§ WRITTEN INSTRUCTION: Write out the whole listing, matching it exactly.

§ Stored items:
((

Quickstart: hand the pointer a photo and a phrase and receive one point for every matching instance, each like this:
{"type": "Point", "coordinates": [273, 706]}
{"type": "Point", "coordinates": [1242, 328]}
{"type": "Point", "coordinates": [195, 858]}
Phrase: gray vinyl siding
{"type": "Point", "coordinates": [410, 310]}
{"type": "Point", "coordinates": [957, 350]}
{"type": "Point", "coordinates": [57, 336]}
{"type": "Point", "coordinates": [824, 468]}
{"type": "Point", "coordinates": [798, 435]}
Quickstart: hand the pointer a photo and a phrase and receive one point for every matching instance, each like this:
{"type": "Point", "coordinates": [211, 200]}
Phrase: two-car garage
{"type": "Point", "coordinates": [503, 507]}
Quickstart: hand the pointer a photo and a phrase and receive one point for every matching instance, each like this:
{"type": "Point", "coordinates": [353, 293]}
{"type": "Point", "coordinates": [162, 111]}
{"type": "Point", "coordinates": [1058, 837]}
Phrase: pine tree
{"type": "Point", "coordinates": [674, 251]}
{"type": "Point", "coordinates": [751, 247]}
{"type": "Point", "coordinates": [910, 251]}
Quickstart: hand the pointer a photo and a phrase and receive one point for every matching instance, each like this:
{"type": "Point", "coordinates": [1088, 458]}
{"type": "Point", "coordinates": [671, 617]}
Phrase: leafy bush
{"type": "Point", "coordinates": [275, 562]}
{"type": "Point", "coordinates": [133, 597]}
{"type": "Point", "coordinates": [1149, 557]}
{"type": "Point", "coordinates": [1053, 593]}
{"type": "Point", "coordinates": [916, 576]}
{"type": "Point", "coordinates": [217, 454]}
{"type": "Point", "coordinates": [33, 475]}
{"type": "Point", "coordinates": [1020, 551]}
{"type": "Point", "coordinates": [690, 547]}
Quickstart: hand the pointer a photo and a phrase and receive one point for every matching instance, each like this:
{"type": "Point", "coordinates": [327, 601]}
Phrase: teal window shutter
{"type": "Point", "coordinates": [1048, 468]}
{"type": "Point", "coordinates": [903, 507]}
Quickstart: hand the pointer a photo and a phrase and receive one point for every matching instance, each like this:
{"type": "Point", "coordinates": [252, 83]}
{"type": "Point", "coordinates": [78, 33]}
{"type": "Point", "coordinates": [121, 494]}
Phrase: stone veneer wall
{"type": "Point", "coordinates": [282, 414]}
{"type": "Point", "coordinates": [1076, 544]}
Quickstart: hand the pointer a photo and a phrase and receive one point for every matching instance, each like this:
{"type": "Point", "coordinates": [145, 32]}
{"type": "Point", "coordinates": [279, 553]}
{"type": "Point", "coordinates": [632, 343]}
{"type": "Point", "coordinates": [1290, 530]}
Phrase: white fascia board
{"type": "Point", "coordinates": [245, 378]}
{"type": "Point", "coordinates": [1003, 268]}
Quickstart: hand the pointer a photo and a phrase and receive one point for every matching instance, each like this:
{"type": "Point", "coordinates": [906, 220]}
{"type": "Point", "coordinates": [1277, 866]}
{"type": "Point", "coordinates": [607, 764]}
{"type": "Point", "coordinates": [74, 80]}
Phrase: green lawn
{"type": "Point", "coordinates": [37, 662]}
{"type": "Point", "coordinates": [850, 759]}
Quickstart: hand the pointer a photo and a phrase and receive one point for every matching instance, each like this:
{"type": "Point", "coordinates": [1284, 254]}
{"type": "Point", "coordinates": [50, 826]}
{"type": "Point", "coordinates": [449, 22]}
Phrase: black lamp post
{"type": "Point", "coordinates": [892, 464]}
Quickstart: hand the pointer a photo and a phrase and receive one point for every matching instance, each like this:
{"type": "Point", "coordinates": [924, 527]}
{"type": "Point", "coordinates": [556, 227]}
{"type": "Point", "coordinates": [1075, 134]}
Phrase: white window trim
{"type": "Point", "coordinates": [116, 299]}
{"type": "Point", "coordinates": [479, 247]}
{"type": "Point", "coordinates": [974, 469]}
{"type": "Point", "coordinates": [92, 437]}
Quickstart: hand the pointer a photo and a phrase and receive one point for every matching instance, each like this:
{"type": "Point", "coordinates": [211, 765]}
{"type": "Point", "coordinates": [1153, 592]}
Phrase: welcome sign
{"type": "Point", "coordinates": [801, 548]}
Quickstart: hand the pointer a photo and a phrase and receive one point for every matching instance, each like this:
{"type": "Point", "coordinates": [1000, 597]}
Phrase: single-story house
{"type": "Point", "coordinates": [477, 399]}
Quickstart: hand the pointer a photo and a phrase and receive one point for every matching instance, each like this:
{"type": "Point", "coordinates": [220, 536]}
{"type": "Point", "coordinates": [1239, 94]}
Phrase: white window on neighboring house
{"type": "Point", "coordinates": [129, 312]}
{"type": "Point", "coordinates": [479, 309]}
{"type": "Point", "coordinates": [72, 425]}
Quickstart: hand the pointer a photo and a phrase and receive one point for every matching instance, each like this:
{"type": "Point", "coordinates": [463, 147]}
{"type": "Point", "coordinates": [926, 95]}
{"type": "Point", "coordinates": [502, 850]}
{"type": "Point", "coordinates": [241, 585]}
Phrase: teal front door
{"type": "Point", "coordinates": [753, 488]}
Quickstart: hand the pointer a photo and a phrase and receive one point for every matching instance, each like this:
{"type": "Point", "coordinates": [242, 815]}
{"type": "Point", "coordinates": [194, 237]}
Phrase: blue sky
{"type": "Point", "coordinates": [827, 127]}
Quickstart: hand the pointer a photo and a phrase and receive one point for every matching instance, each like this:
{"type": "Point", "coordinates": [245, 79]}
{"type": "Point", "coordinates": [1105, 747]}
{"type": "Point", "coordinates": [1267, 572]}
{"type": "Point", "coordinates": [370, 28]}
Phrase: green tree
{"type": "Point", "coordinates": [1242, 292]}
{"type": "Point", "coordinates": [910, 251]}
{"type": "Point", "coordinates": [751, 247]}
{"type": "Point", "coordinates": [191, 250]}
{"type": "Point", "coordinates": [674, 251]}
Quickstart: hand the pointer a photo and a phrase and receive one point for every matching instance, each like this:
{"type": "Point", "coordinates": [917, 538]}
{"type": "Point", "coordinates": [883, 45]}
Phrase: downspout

))

§ COMPLETE ANSWER:
Quickstart: hand the pointer a photo and a phrase and receive one point for every matching instance, each like this:
{"type": "Point", "coordinates": [273, 706]}
{"type": "Point", "coordinates": [1242, 328]}
{"type": "Point", "coordinates": [195, 858]}
Phrase: gray vinyl siding
{"type": "Point", "coordinates": [410, 310]}
{"type": "Point", "coordinates": [957, 350]}
{"type": "Point", "coordinates": [57, 336]}
{"type": "Point", "coordinates": [824, 468]}
{"type": "Point", "coordinates": [798, 435]}
Quickstart: hand the pointer a photo and a phrase and receive one point for every matching instance, each like this:
{"type": "Point", "coordinates": [211, 200]}
Phrase: two-car garage
{"type": "Point", "coordinates": [503, 507]}
Quickstart: hand the pointer a photo and a phrase and receive one point for every matching instance, each like this:
{"type": "Point", "coordinates": [353, 293]}
{"type": "Point", "coordinates": [162, 111]}
{"type": "Point", "coordinates": [1058, 837]}
Phrase: pine tree
{"type": "Point", "coordinates": [674, 251]}
{"type": "Point", "coordinates": [751, 247]}
{"type": "Point", "coordinates": [910, 251]}
Quickstart: hand the pointer a photo and a phrase and receive one point for every matching instance, each like this:
{"type": "Point", "coordinates": [1088, 458]}
{"type": "Point", "coordinates": [671, 617]}
Phrase: leafy bush
{"type": "Point", "coordinates": [275, 562]}
{"type": "Point", "coordinates": [133, 597]}
{"type": "Point", "coordinates": [1149, 557]}
{"type": "Point", "coordinates": [1053, 593]}
{"type": "Point", "coordinates": [916, 576]}
{"type": "Point", "coordinates": [217, 454]}
{"type": "Point", "coordinates": [33, 475]}
{"type": "Point", "coordinates": [1020, 551]}
{"type": "Point", "coordinates": [690, 547]}
Quickstart: hand the pointer a photo and a phrase and receive one point for every matching instance, each like this:
{"type": "Point", "coordinates": [327, 601]}
Phrase: teal window shutter
{"type": "Point", "coordinates": [1048, 468]}
{"type": "Point", "coordinates": [903, 507]}
Quickstart: hand the pointer a photo and a phrase and receive one point for every matching instance, each like this:
{"type": "Point", "coordinates": [252, 83]}
{"type": "Point", "coordinates": [78, 33]}
{"type": "Point", "coordinates": [121, 494]}
Phrase: stone veneer wall
{"type": "Point", "coordinates": [282, 414]}
{"type": "Point", "coordinates": [1076, 544]}
Quickstart: hand the pointer a photo and a phrase and receive one point for every matching instance, each like this:
{"type": "Point", "coordinates": [145, 32]}
{"type": "Point", "coordinates": [279, 553]}
{"type": "Point", "coordinates": [632, 343]}
{"type": "Point", "coordinates": [1290, 530]}
Phrase: white fascia board
{"type": "Point", "coordinates": [245, 378]}
{"type": "Point", "coordinates": [1003, 268]}
Quickstart: hand the pointer a photo and a phrase and receive one point for every matching instance, each like this:
{"type": "Point", "coordinates": [906, 220]}
{"type": "Point", "coordinates": [1277, 866]}
{"type": "Point", "coordinates": [607, 764]}
{"type": "Point", "coordinates": [74, 80]}
Phrase: green lawn
{"type": "Point", "coordinates": [37, 662]}
{"type": "Point", "coordinates": [850, 759]}
Quickstart: hand the pointer a photo and a phrase and receive one point for every matching instance, each like this:
{"type": "Point", "coordinates": [1284, 254]}
{"type": "Point", "coordinates": [50, 826]}
{"type": "Point", "coordinates": [449, 22]}
Phrase: black lamp post
{"type": "Point", "coordinates": [892, 464]}
Quickstart: hand the pointer a photo and a phrase and receive one point for every matching instance, each like this:
{"type": "Point", "coordinates": [924, 527]}
{"type": "Point", "coordinates": [556, 227]}
{"type": "Point", "coordinates": [1075, 134]}
Phrase: white window trim
{"type": "Point", "coordinates": [116, 299]}
{"type": "Point", "coordinates": [479, 247]}
{"type": "Point", "coordinates": [974, 469]}
{"type": "Point", "coordinates": [92, 437]}
Quickstart: hand the pointer a photo and a phrase and receive one point for every matching instance, each like this:
{"type": "Point", "coordinates": [211, 765]}
{"type": "Point", "coordinates": [1153, 592]}
Phrase: welcome sign
{"type": "Point", "coordinates": [801, 548]}
Quickstart: hand the pointer a photo and a phrase and receive one point for every matching instance, each like this:
{"type": "Point", "coordinates": [1000, 597]}
Phrase: single-story house
{"type": "Point", "coordinates": [477, 399]}
Quickstart: hand the pointer a photo and a phrase and receive one point for every matching instance, each like this:
{"type": "Point", "coordinates": [220, 536]}
{"type": "Point", "coordinates": [1239, 94]}
Phrase: white window on neighboring house
{"type": "Point", "coordinates": [129, 312]}
{"type": "Point", "coordinates": [479, 309]}
{"type": "Point", "coordinates": [72, 425]}
Quickstart: hand the pointer a photo and a phrase and receive one point for every matching instance, each like this:
{"type": "Point", "coordinates": [463, 147]}
{"type": "Point", "coordinates": [926, 95]}
{"type": "Point", "coordinates": [502, 850]}
{"type": "Point", "coordinates": [241, 585]}
Phrase: teal front door
{"type": "Point", "coordinates": [753, 488]}
Quickstart: hand the pointer a photo and a phrase and receive one point for every matching instance, each like this:
{"type": "Point", "coordinates": [242, 815]}
{"type": "Point", "coordinates": [194, 237]}
Phrase: blue sky
{"type": "Point", "coordinates": [827, 127]}
Quickstart: hand the pointer a photo and a phrase and receive one point for every matching instance, each like this:
{"type": "Point", "coordinates": [245, 79]}
{"type": "Point", "coordinates": [1105, 747]}
{"type": "Point", "coordinates": [1267, 572]}
{"type": "Point", "coordinates": [370, 28]}
Phrase: green tree
{"type": "Point", "coordinates": [1242, 292]}
{"type": "Point", "coordinates": [910, 251]}
{"type": "Point", "coordinates": [751, 247]}
{"type": "Point", "coordinates": [191, 250]}
{"type": "Point", "coordinates": [674, 251]}
Quickstart: hand the pointer a photo and a phrase and receive one point for every matching instance, each like this:
{"type": "Point", "coordinates": [917, 538]}
{"type": "Point", "coordinates": [883, 45]}
Phrase: downspout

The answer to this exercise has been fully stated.